■ Problem to work on: Reproduce every entry exactly, without alteration.

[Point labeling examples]
-------------------------

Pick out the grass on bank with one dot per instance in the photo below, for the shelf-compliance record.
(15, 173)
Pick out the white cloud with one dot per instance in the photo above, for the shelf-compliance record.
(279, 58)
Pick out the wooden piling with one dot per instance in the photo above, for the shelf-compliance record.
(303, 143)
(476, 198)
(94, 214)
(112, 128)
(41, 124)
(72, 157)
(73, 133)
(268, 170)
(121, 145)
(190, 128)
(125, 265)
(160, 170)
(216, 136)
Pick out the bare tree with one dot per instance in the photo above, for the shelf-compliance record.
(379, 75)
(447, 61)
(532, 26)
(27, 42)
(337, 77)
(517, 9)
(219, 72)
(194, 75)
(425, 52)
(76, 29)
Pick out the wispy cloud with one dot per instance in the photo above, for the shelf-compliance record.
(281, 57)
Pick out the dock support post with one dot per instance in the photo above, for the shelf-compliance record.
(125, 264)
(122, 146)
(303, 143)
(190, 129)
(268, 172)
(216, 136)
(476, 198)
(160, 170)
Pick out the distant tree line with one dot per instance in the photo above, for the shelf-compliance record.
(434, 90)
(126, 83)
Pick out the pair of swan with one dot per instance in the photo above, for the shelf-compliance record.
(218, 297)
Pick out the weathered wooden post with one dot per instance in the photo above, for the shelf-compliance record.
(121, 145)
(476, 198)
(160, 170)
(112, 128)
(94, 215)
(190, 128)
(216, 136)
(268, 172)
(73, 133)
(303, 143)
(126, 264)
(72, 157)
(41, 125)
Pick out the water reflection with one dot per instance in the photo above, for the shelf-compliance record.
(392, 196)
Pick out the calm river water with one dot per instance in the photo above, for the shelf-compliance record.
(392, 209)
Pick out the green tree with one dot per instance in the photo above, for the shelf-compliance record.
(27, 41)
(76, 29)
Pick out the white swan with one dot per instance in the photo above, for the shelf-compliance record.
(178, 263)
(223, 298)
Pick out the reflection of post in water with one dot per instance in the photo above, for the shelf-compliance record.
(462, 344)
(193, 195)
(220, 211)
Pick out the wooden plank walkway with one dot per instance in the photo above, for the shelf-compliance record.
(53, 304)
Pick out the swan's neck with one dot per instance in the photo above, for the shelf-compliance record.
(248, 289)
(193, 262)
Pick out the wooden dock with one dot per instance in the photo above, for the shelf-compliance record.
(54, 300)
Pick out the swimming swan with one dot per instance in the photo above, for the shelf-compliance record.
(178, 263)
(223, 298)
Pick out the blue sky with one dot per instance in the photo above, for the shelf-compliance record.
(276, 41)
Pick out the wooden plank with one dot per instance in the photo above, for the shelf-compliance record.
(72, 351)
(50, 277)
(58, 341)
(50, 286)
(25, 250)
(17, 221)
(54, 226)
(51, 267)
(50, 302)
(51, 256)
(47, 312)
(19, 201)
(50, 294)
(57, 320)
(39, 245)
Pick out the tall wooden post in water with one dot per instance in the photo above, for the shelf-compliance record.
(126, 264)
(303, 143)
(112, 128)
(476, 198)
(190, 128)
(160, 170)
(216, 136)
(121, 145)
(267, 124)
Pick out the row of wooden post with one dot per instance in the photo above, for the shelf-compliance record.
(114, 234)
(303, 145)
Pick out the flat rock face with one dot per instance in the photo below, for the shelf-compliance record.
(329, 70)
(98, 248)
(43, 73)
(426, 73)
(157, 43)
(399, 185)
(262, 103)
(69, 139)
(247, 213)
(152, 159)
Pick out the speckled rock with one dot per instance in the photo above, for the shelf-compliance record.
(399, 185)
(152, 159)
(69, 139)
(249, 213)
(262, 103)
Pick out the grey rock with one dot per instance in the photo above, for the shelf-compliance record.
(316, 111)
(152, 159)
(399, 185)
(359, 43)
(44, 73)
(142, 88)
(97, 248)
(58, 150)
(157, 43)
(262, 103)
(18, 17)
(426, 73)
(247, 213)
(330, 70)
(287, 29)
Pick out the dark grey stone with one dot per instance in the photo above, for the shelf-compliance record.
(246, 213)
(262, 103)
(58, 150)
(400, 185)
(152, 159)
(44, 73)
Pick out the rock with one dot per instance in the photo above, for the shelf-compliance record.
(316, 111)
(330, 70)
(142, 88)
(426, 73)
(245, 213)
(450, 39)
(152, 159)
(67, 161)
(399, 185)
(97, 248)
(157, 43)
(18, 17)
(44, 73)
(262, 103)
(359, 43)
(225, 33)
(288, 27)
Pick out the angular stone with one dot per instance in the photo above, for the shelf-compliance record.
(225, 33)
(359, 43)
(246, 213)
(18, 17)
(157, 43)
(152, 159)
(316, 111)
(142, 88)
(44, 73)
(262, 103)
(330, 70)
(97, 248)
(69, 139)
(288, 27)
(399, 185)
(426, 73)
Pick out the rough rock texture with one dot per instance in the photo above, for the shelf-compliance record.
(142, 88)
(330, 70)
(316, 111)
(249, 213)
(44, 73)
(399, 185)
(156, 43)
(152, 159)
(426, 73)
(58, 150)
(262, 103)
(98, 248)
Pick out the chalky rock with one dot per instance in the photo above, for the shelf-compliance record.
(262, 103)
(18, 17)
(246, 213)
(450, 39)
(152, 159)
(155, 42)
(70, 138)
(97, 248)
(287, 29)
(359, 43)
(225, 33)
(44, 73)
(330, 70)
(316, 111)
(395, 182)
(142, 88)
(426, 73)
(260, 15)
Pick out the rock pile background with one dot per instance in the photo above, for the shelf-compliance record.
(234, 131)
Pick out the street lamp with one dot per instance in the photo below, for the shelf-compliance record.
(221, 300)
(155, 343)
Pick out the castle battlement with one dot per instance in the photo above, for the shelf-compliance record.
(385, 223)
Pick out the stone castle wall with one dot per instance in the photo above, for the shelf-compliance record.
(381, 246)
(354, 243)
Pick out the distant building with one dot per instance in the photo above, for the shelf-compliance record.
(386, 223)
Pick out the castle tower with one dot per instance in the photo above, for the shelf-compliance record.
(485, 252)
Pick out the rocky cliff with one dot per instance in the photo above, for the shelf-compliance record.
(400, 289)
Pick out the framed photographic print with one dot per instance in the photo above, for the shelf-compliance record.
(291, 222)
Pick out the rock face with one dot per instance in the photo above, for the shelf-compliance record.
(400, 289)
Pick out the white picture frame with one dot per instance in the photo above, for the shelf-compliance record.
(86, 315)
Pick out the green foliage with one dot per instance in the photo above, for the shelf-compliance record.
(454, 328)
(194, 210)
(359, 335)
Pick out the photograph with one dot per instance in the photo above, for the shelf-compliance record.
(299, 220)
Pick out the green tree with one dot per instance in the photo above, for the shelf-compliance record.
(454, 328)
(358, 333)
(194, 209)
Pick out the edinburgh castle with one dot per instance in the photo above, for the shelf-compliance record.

-------------------------

■ Written response:
Pick out the grass on bank with one dot per instance in the photo below, for the shelf-compliance record.
(15, 173)
Pick out the white cloud with one dot per instance in the photo above, for the shelf-compliance record.
(279, 58)
Pick out the wooden piling with one dot per instance in the photo above, for the shelf-compliance record.
(303, 143)
(476, 198)
(94, 214)
(112, 128)
(41, 124)
(72, 157)
(73, 133)
(268, 170)
(121, 145)
(190, 128)
(125, 265)
(160, 170)
(216, 136)
Pick out the bare tree with one dot per instance in the photo above, for the shelf-compliance record.
(379, 75)
(447, 61)
(532, 26)
(27, 42)
(337, 77)
(517, 9)
(219, 72)
(194, 75)
(425, 52)
(76, 29)
Pick out the wispy cloud with one dot per instance in the photo above, for the shelf-compliance record.
(281, 57)
Pick out the dock support post with one dot per instance in the photo above, for the shelf-compliance record.
(125, 264)
(122, 146)
(303, 143)
(190, 129)
(268, 172)
(216, 136)
(476, 198)
(160, 170)
Pick out the distant tree line with one dot per instance in the photo above, for the shelf-compliance record.
(434, 90)
(126, 83)
Pick out the pair of swan with one dot per instance in the photo above, for the shelf-compliance record.
(218, 297)
Pick out the weathered wooden post with one dot per instance in the photo above, for the shelf-compliance record.
(121, 145)
(476, 198)
(160, 170)
(112, 128)
(94, 215)
(190, 128)
(216, 136)
(268, 172)
(73, 133)
(303, 143)
(126, 264)
(72, 157)
(41, 125)
Pick out the water reflection with one dot per instance in the photo above, for the shelf-compliance record.
(392, 196)
Pick out the calm river water with one dot per instance in the photo above, for the shelf-compliance record.
(392, 209)
Pick out the green tree with one dot per instance in the photo above, for the shelf-compliance record.
(27, 41)
(76, 29)
Pick out the white swan with one dot per instance in the photo above, for the shelf-compliance record.
(178, 263)
(223, 298)
Pick out the reflection of post in water with one dot per instance in the photo above, for the shelf-compliance record.
(462, 344)
(193, 195)
(220, 211)
Pick out the wooden plank walkway with one dot per instance in the photo above, for the shelf-compliance record.
(53, 304)
Pick out the swan's neck with one dot per instance in the photo above, for the shelf-compliance record.
(248, 289)
(193, 262)
Pick out the wooden dock with one dot per instance in the photo above, for the shelf-compliance record.
(54, 300)
Pick out the swimming swan with one dot per instance in the photo above, for the shelf-compliance record.
(178, 263)
(223, 298)
Pick out the blue sky with one dot per instance in the photo above, for the shelf-compliance record.
(276, 41)
Pick out the wooden plank with one dot per instance in the photo above, for the shelf-compliance record.
(72, 351)
(50, 277)
(58, 341)
(50, 286)
(25, 250)
(17, 221)
(54, 226)
(51, 267)
(50, 302)
(51, 256)
(47, 312)
(19, 201)
(50, 294)
(57, 320)
(39, 245)
Pick out the tall wooden post in water with one dot per instance in the photo above, for the shelf-compliance record.
(126, 264)
(303, 143)
(112, 128)
(476, 198)
(190, 128)
(160, 170)
(216, 136)
(121, 145)
(267, 124)
Pick out the row of wooden post with one dot per instance in the photo above, for the shelf-compliance record.
(114, 234)
(303, 145)
Pick out the flat rock face with one dot per instance in the photo below, for the shelf-compliance record.
(329, 70)
(98, 248)
(43, 73)
(426, 73)
(157, 43)
(399, 185)
(262, 103)
(69, 139)
(247, 213)
(152, 159)
Pick out the speckled rock with one dot per instance in the photo above, for the shelf-compliance record.
(399, 185)
(152, 159)
(69, 139)
(249, 213)
(262, 103)
Pick out the grey rock with one dot per instance in the photo above, for the shelf-compliance record.
(316, 111)
(152, 159)
(399, 185)
(359, 43)
(44, 73)
(142, 88)
(97, 248)
(58, 150)
(157, 43)
(262, 103)
(18, 17)
(426, 73)
(247, 213)
(330, 70)
(287, 29)
Pick out the dark grey stone with one dot per instance in the photo above, for the shelf-compliance record.
(246, 213)
(262, 103)
(58, 150)
(400, 185)
(152, 159)
(44, 73)
Pick out the rock with one dot per instance in the photo above, for the shelf-compliance record.
(316, 111)
(330, 70)
(142, 88)
(426, 73)
(245, 213)
(450, 39)
(152, 159)
(67, 161)
(399, 185)
(97, 248)
(157, 43)
(18, 17)
(44, 73)
(262, 103)
(359, 43)
(225, 33)
(288, 27)
Pick out the angular stone with one dot per instance in the photo above, for the shelf-compliance record.
(225, 33)
(359, 43)
(246, 213)
(18, 17)
(157, 43)
(152, 159)
(316, 111)
(142, 88)
(44, 73)
(262, 103)
(330, 70)
(97, 248)
(69, 139)
(288, 27)
(399, 185)
(426, 73)
Pick out the rough rock texture with one dot per instance in the photo above, for the shelf-compliance record.
(142, 88)
(330, 70)
(316, 111)
(249, 213)
(44, 73)
(399, 185)
(156, 43)
(152, 159)
(426, 73)
(58, 150)
(262, 103)
(98, 248)
Pick out the chalky rock with one dot per instance in the photo above, for the shelf-compliance record.
(262, 103)
(18, 17)
(246, 213)
(450, 39)
(152, 159)
(155, 42)
(70, 138)
(97, 248)
(287, 29)
(359, 43)
(225, 33)
(44, 73)
(330, 70)
(316, 111)
(395, 182)
(142, 88)
(426, 73)
(260, 15)
Pick out the rock pile background with one dot per instance in the photo above, for the shelf-compliance record.
(234, 131)
Pick out the street lamp with one dot per instance in the photo below, for the shelf-compliance record.
(221, 300)
(155, 343)
Pick out the castle battlement with one dot per instance in the photo above, for the shelf-compliance record.
(385, 223)
Pick out the stone castle wall with one dot per instance in the photo above, for the shelf-compliance record.
(381, 246)
(354, 243)
Pick out the distant building with one dot per instance in the photo above, for the shelf-compliance record.
(386, 223)
Pick out the castle tower with one dot per instance in the photo above, for the shelf-compliance record.
(485, 252)
Pick out the rocky cliff with one dot per instance in the photo above, for the shelf-compliance record.
(400, 289)
Pick out the framed photographic print with one dot per instance in the photo above, for the shelf-compliance record.
(291, 222)
Pick out the rock face with one dot per instance in the photo above, for the shelf-compliance record.
(400, 289)
Pick out the white picture frame with one dot per instance in the photo above, for the shelf-compliance record.
(86, 315)
Pick out the green foliage with one dot per instance in the photo above, for the shelf-compliance record.
(454, 328)
(194, 210)
(359, 335)
Pick out the photograph with one dot per instance in the photo above, for the shelf-compliance record.
(299, 220)
Pick out the green tree with one dot per instance in the photo above, for the shelf-compliance record.
(454, 328)
(358, 333)
(194, 209)
Pick out the edinburgh castle with one dot per instance in the photo above, for the shelf-compliance record.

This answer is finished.